* **Brief**
Print every entry again, precisely as written.

* **Provided data**
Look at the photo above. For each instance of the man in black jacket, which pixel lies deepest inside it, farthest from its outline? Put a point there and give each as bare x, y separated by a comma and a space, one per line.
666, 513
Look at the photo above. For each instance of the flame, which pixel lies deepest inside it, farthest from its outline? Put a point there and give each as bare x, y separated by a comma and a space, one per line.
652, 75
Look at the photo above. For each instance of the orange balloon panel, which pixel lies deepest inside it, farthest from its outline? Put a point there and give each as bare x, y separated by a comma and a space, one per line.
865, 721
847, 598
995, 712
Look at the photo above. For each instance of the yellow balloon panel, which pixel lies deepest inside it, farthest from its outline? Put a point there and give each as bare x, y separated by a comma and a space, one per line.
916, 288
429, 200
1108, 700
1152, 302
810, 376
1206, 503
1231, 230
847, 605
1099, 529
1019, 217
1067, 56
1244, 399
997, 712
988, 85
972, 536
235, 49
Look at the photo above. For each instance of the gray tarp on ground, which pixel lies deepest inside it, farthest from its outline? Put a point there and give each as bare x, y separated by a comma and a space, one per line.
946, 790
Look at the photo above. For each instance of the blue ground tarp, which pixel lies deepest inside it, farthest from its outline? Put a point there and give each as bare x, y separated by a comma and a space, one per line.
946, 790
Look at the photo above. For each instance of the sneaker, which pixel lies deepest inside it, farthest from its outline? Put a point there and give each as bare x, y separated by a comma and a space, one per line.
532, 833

* **Written response**
Look at the photo above. For each instance of the man in black jacket, which pixel lies deepest inside it, farthest from its outline? Put a point there and give each as bare x, y separated by a comma and a space, one per line.
666, 513
Look at the photo above. For each instance of the flame, which pixel lies deepest inside it, farthest from its outline? Put a point there and give each as bare x, y separated by a comma and a space, one per line.
652, 75
Look at the photo above. For each instance of the orange balloon panel, which pixel lies deepest inside it, farthest from its outline? Put a point there and give each as bare x, y separated by a comma and a space, one per line.
865, 721
847, 598
995, 712
Look at the photo above. For each instance of the yellow balloon panel, which pixel lies deepest inside it, farthest from its outline? Put a point there and give each as bare x, y separated by a comma and a space, one per line.
916, 288
429, 200
1108, 700
1152, 302
810, 376
1206, 503
1231, 230
847, 605
1099, 529
1019, 217
1067, 56
1244, 399
997, 712
988, 85
972, 536
235, 49
Look at the photo above. For each instance of the gray tarp on ground, which pixel lies deepest inside it, farthest from its outline? Put a point there and give each as bare x, y separated by a comma and a space, one per line.
946, 790
Look at the photo above. For each instance of the blue ground tarp, which pixel lies deepest inside it, farthest from its outline? Put a point there and give each as bare x, y separated by a comma and a space, one per line.
946, 790
Look at the photo above. For each instance of the sneaker, which pixel lies deepest inside it, farthest from its outline? Put a point there and give each as bare x, y separated by a comma and a space, one per line.
532, 833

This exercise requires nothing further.